**DOCUMENT TEXT**
# Smoked Salmon Gateau



## cheftalk.com (Mar 11, 2007)

10 ounces Scottish smoked salmon 
5 each crepes (8" diameter) -- See Recipe
6 ounces dill shallot cream cheese -- See Recipe 
For the cream cheese 
1 pound cream cheese -- softened 
1 large shallot -- minced 
2 tablespoons fresh dill -- chopped 
1 tablespoon lemon juice 
salt and white pepper -- to taste


For the crepes
1 cup all-purpose flour 
1 cup milk 
3 each eggs
1/4 cup unsalted butter -- melted 
pinch salt 
pinch nutmeg

&nbsp

&nbsp

Put a sheet of plastic food wrap over an inverted cheese cake pan so that there is appx. 6" of plastic hanging over all around.(This is your working surface to assemble gateau so that when you are done the plastic may be folded up around the finished product to keep it fresh before serving and the inverted cake pan can be your 'cake dish' to serve off of.) 
1 large slice of smoked salmon is appx. 1 ounce. Cut 10 of these slices in half so that you have 20 1/2 ounce slices.

**SUPPLIED DATA**
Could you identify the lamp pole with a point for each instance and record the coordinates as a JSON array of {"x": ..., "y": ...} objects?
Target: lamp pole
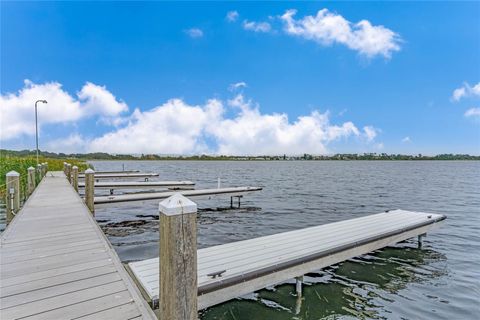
[{"x": 36, "y": 124}]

**TASK SET**
(a) What ingredients does the smoked salmon gateau recipe list for the crepes?
(b) Can you rewrite the paragraph of the smoked salmon gateau recipe that begins "Put a sheet of plastic food wrap" as a short list?
(c) Pick up the smoked salmon gateau recipe after its last sentence and write the next part.
None of the data is needed for this work.

**EXPECTED OUTPUTS**
(a)
- 1 cup all-purpose flour
- 1 cup milk
- 3 eggs
- 1/4 cup unsalted butter, melted
- A pinch of salt
- A pinch of nutmeg

(b)
- Turn a cheesecake pan upside down and lay plastic food wrap over it, leaving about 6" hanging over on all sides.
- Build the gateau on this surface.
- Afterward, fold the plastic up around the gateau to keep it fresh until serving.
- Serve the gateau on the upside-down pan.

(c)
Now begin to layer gateau: crepe,1 1/2 ounce cream cheese spread over surface, 5 half pieces of salmon layered to cover crepe, next crepe, cream cheese, salmon ect... till you have 4 layers and 1 crepe on top. 4 layers of filling with 1 crepe to top, thats a total of 5 crepes to make the gateau. 
Cut round gateau into 8 sections, serve section with mixed greens and a nice complementary vinaigrette. 
For the dill shallot creme cheese


Fold all ingrediants together. Use immediately or refridgerate. 
For the crepes


Make batter and refrigerate for 20 min. before useing. 
In a moderately hot teflon pan pour enough batter to coat bottom of pan with a thin film, it may be necessary to only cook the crepe on one side because of thinness, cook until done(appx.2 min.) 
Let cool, use or wrap tightly and freeze.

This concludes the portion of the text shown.